**YOUR OBJECTIVE:** Rewrite each of the items below, changing every "where exactly" to "where precisely" and keeping everything else the same.

Data entries
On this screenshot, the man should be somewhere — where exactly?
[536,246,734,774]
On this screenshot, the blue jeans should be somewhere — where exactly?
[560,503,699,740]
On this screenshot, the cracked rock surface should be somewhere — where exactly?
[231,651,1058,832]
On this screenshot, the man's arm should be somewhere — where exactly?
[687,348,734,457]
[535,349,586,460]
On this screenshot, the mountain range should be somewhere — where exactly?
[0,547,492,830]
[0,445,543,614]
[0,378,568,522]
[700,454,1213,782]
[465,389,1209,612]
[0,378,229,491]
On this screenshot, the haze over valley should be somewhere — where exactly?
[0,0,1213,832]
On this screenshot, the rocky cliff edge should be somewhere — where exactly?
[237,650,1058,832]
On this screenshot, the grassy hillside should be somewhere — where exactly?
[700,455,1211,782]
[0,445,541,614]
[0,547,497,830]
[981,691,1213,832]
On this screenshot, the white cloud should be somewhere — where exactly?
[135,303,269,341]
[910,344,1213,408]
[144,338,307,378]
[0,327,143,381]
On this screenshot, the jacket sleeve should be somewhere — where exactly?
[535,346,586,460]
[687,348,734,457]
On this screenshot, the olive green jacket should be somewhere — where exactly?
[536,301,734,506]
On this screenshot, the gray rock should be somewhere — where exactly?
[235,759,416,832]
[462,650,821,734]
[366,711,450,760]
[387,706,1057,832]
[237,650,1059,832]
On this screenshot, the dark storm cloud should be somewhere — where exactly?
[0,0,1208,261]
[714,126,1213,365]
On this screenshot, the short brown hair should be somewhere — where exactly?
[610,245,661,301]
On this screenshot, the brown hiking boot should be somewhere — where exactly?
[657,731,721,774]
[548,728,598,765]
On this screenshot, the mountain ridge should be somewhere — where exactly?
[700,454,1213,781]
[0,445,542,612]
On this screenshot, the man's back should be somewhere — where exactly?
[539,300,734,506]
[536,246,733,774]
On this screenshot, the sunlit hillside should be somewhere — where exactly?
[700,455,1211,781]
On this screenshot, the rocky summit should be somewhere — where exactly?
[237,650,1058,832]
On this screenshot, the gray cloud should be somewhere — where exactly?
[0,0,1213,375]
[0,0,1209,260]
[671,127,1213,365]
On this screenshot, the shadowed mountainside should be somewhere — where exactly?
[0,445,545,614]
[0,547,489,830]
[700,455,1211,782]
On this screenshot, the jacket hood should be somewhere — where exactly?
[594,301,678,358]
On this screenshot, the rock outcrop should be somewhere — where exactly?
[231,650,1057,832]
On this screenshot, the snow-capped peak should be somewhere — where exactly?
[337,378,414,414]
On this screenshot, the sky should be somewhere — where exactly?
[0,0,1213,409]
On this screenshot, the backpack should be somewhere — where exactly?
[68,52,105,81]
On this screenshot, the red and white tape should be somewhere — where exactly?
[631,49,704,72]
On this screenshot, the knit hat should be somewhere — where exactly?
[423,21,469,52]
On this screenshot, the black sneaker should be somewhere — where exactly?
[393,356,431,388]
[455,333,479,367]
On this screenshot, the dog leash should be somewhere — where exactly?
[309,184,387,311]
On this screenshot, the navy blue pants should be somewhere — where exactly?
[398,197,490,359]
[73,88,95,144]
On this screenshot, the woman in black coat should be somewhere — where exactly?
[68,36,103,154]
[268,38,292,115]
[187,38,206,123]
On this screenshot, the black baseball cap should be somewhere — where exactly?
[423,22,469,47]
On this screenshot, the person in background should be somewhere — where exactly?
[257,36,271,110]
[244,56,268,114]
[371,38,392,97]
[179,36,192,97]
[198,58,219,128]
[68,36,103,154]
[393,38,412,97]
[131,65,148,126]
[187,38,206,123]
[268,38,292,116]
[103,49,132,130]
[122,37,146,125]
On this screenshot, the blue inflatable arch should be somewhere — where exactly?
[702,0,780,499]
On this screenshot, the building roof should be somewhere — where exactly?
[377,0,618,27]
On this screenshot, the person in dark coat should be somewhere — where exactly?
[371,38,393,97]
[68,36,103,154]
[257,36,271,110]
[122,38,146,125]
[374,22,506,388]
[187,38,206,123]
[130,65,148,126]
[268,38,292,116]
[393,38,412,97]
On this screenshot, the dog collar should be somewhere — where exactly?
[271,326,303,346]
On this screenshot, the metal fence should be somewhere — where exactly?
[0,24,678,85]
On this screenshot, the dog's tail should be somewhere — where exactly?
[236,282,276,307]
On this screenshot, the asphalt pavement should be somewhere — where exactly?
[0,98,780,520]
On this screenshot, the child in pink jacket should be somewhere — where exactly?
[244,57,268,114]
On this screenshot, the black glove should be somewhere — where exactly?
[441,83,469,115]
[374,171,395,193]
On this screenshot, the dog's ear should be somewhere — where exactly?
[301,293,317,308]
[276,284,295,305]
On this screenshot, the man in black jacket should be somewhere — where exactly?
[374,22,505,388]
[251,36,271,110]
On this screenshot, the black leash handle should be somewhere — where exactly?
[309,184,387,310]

**EXERCISE SOLUTION:**
On this screenshot, the man should be somewhere — where precisely?
[536,246,734,774]
On this screenshot, the blue jeans should be somewhere — where precisely?
[560,503,699,740]
On this screenshot, the cracked rock surface should be somewhere — where precisely?
[231,651,1058,832]
On this screenshot, the man's arm should be somewhere — where precisely?
[687,348,734,457]
[535,349,586,460]
On this screenshot, the mountain range should be somewhere — where precisely?
[0,547,492,830]
[0,445,543,614]
[0,378,568,522]
[700,454,1213,782]
[465,389,1209,612]
[0,378,229,491]
On this screenshot, the haze over valley should be somewhere — where precisely?
[0,0,1213,832]
On this screenshot, the rocky cliff edge should be somewhere — where precisely?
[237,650,1058,832]
On this screenshot, the grassy hillside should be somewhere — where precisely?
[700,455,1211,782]
[0,445,541,614]
[0,547,497,830]
[981,691,1213,832]
On this screenshot, the white cloud should be somewhere — where precisely?
[135,303,269,341]
[910,344,1213,408]
[144,338,307,378]
[0,327,143,381]
On this screenshot, the jacket sleeve should be somewhere — where precisely?
[535,346,586,460]
[687,348,734,457]
On this screenshot, the olive green jacket should be somewhere — where precisely?
[536,301,734,506]
On this screenshot, the gray rock should be somewhere — where precisely?
[235,759,416,832]
[462,650,821,734]
[366,711,450,760]
[387,706,1057,832]
[237,650,1059,832]
On this screenshot, the dark storm cloud should be somewhere — where precisely?
[0,0,1208,261]
[714,126,1213,365]
On this screenshot, the short brown hair should be somewhere — where precisely?
[610,245,661,301]
On this screenshot, the brown hiking boot should be somewhere — where precisely?
[657,731,721,774]
[548,728,598,765]
On this screenshot, the mountain ridge should be somewhere — where precisely?
[700,454,1213,781]
[0,445,542,612]
On this screenshot, the man's back should be somewhere — where precisely?
[539,300,734,506]
[536,246,733,774]
On this screenshot, the sunlit hillside should be somewhere — where precisely?
[700,455,1211,781]
On this screenshot, the rocky summit should be somewhere — where precisely?
[237,650,1058,832]
On this screenshot, the gray cloud should be somewhere — where precisely?
[0,0,1213,375]
[0,0,1209,260]
[671,127,1213,365]
On this screenshot, the shadowed mountainside should be somewhere — where precisely?
[0,445,545,614]
[0,547,489,830]
[700,455,1211,782]
On this screenshot, the jacket hood should be somewhere — where precisely?
[594,301,678,358]
On this screenshot, the rock outcrop should be somewhere — where precisely?
[231,650,1057,832]
On this screenshot, the snow-capped peak should be somewhere — where precisely?
[337,378,414,414]
On this screenshot, the sky should be somewhere — where precisely?
[0,0,1213,409]
On this screenshot, the backpack should be somewhere — where precisely?
[68,52,105,81]
On this screenshot, the red and white tape should be somewhere — where precisely?
[631,49,704,72]
On this screenshot, the knit hat should be somewhere — where precisely?
[423,21,469,52]
On this screenshot, the black sneaker should be somewhere — where precisely?
[393,356,431,388]
[455,333,479,367]
On this screenshot, the dog leash should be somewhere — where precisely?
[309,184,387,311]
On this screenshot, the navy blue pants should be somewhere — where precisely?
[398,197,490,359]
[73,88,95,144]
On this screenshot, the woman in black coat should be somewhere — where precisely?
[68,36,103,154]
[268,38,292,115]
[187,38,206,123]
On this screenshot, the black baseball cap should be somewhere — where precisely?
[423,22,469,47]
On this screenshot, the person in background should be somewhere — where precisely?
[257,36,271,110]
[244,56,268,114]
[371,38,392,97]
[179,36,192,97]
[198,58,219,128]
[68,36,103,154]
[393,38,412,97]
[131,65,148,126]
[187,38,206,123]
[268,38,292,116]
[103,49,132,130]
[122,37,146,125]
On this screenshot, the blue inflatable arch should be somewhere — where precisely?
[702,0,780,499]
On this screenshot, the building roof should be somewhere — where precisely?
[377,0,618,27]
On this screenshot, the person in dark coat should be somewhere — where precisely?
[371,38,393,97]
[68,36,103,154]
[257,36,271,110]
[122,38,146,125]
[374,22,506,388]
[187,38,206,123]
[130,65,148,126]
[268,38,292,116]
[393,38,412,97]
On this screenshot, the dog collar should be somewhere — where precisely?
[271,326,303,346]
On this screenshot, the metal fence should be somewhere — where precisely?
[0,24,678,85]
On this screenshot, the dog's tail should be somewhere — where precisely?
[236,282,276,307]
On this screenshot, the asphalt pavement should be somewhere — where precisely?
[0,98,780,520]
On this screenshot, the child in pink jacket should be somewhere — where precisely?
[244,57,268,114]
On this screenshot, the black glove should be somewhere — where precisely?
[441,83,469,115]
[374,171,395,193]
On this screenshot, the dog's ear should be somewhere — where precisely?
[301,293,317,308]
[276,284,295,305]
On this screenshot, the man in black jacket should be somewhere — where precisely?
[374,22,505,388]
[251,36,271,110]
On this screenshot, the black leash handle should be somewhere — where precisely?
[309,184,387,310]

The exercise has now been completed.